Start of Given text

Drawn from social psychology, the theory of reasoned action (TRA) (Ajzen and Fishbein 1980; Fishbein and Ajzen 1975) is a precursor to many models and a frequently-used theory of human behaviour for explaining technology adoption (Venkatesh et al. 2003). TRA posits that individual behaviour is driven by the individual’s own behavioural intention, which is in turn a function of an individual’s attitude toward the behaviour and subjective norms (Fishbein and Ajzen 1975). Sheppard et al. (1988) indicated that the predictive validity of the model remained high although many researchers extended this model beyond its stated boundary conditions.
TRA was the basis for two important theoretical directions: to develop a more comprehensive Theory of Planned Behaviour (TPB) (Ajzen 1991); and to develop a more parsimonious and widely used Technology Acceptance Model (TAM) (Davis 1989; Davis et al. 1989). Davis et al. (1989) used TRA to explain individual acceptance of technology and found that the variance explained was largely consistent with studies that had employed TRA in the context of other behaviours. Thus, Davis et al. (1989) and Davis (1989) developed TAM to explain the acceptance of IS/IT and found two important beliefs to influence the usage of IS: perceived usefulness and perceived ease of use.
According to TPB, user’s actions are determined by their intentions and perceptions of control, while their intentions are influenced by their attitudes toward behaviour, subjective norms, and perceptions of behavioural control (Ajzen 1991, 2001). Ajzen (1991, 2001) also showed the ability of the TPB in providing a very useful theoretical framework for understanding and predicting the acceptance of new innovations including IS/IT based innovations (e.g., Harrison et al. 1997; Mathieson 1991; Taylor and Todd 1995b).

End of Given text
Start of Dataset entries

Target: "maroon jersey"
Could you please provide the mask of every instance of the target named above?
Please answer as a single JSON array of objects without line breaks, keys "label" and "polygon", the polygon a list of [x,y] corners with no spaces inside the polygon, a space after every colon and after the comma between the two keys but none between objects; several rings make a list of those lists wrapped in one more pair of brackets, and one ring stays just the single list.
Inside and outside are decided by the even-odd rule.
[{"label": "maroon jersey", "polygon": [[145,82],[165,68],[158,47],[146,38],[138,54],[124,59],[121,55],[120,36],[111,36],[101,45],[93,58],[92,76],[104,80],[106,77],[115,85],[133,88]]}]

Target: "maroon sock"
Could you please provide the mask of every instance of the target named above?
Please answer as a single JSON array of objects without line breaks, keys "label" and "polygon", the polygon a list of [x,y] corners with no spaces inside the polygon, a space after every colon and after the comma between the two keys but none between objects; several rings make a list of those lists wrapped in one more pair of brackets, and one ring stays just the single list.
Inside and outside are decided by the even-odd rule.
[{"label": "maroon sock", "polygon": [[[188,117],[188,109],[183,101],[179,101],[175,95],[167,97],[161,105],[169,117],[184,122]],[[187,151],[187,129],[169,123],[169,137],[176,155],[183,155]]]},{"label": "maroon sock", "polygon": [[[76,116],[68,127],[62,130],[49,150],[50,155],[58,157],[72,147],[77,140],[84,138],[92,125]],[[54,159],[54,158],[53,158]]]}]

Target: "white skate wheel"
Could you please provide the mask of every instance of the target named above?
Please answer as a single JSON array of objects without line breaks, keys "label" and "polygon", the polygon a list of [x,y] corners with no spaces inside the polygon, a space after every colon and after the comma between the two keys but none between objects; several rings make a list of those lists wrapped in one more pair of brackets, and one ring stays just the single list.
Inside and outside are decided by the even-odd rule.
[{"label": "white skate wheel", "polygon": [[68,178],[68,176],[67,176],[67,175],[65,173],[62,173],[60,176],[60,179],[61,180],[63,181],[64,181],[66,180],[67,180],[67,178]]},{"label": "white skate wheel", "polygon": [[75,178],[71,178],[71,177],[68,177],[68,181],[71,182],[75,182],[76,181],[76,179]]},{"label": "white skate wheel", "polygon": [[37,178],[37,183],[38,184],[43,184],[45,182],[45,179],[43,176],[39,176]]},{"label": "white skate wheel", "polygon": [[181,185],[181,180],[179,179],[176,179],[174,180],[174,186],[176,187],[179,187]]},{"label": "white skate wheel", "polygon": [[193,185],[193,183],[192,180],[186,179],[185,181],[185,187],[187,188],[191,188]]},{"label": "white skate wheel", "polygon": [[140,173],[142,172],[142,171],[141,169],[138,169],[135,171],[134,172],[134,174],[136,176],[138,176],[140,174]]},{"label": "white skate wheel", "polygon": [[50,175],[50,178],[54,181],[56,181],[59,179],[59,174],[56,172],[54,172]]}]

End of Dataset entries

Challenges:
• A. According to the passage on the theory of reasoned action, which two beliefs did Davis and colleagues find to influence the usage of IS?
• B. Write out the part of the passage on the theory of reasoned action between "Drawn from social" and "stated boundary conditions.", inclusive, substituting "explanatory power" for "predictive validity".

Responses by task:
• A. Perceived usefulness and perceived ease of use.

• B.
Drawn from social psychology, the theory of reasoned action (TRA) (Ajzen and Fishbein 1980; Fishbein and Ajzen 1975) is a precursor to many models and a frequently-used theory of human behaviour for explaining technology adoption (Venkatesh et al. 2003). TRA posits that individual behaviour is driven by the individual’s own behavioural intention, which is in turn a function of an individual’s attitude toward the behaviour and subjective norms (Fishbein and Ajzen 1975). Sheppard et al. (1988) indicated that the explanatory power of the model remained high although many researchers extended this model beyond its stated boundary conditions.